* [EXCERPT]
== == ==
Hacker News new | ask | show | jobs
by sokoloff 1343 days ago
If colonoscopies are helpful to avoid negative outcomes, but invitations to colonoscopies are not, looking into making invitations better seems like an obvious play to me.
1 comments

The problem is you can't run a study on colonoscopies that doesn't involve an invitation without forcing people to get a colonoscopy at gun point. Which would both be illegal and never pass an IRB.
> Which would both be illegal and never pass an IRB.

To be fair, this is not two separate problems. Anyone who's willing to run the illegal study will not care whether they can get IRB approval.

You can control for the invitation vs no-invitation and colonoscopy vs no-colonoscopy and analyze the outcomes of all four cells (provided you have enough people in each cell) or the column or row independently.
You can do that, but you won't learn anything, because the populations within each cell are not comparable to each other.
It seems to me with electronic medical records that you could do population-wide studies using data that already exists (and I think that would pass IRB, or at least "ought to"). That would likely tell you "for the patients matching criteria X (are covered by BCBS and live in state X, or whatever), the 10 year outcome for patients who turned 50 in 2010 was Y vs Z conditioned on whether they had a colonoscopy".
== == ==
* [DATA UNDER STUDY]
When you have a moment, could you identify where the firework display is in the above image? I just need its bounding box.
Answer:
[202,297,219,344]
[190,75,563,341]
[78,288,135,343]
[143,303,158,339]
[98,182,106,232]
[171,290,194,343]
== == ==
* [TASKS TO PERFORM]
A – Using the colonoscopy thread, decide whether each statement agrees with it. Answer yes or no for each, and quote the words of the thread that settle it. (i) Forcing people to get a colonoscopy would be illegal and would not pass an IRB. (ii) One reply holds that the populations within the four cells can be compared with each other. (iii) The last comment proposes population-wide studies using data that already exists.
B – Carry on the colonoscopy thread with the next reply after its final comment.

* [ANSWERS TO EACH TASK]
A –
(i) Yes: "Which would both be illegal and never pass an IRB."
(ii) No: "the populations within each cell are not comparable to each other."
(iii) Yes: "you could do population-wide studies using data that already exists"

B –
What would you be trying to learn from that? You're comparing unlike groups. You can't draw any conclusions.
If I look at all people born in 1960, living in NY, covered by BCBS, that’s a like group.

If I then split by “had a colonoscopy between 2008 and 2012, inclusive” vs “didn’t” and look at 2012 through 2021 outcomes to draw conclusions, it’s possible that that filtering makes them unlike groups (I mean, it definitionally does in at least the primary selection criteria). Given that the effort is approximately that of a SQL query, I’d be interested to know if there’s a possible signal there, which would need to be corroborated with other data sets to determine the repeatability of the correlation and then if there’s any likely causal link.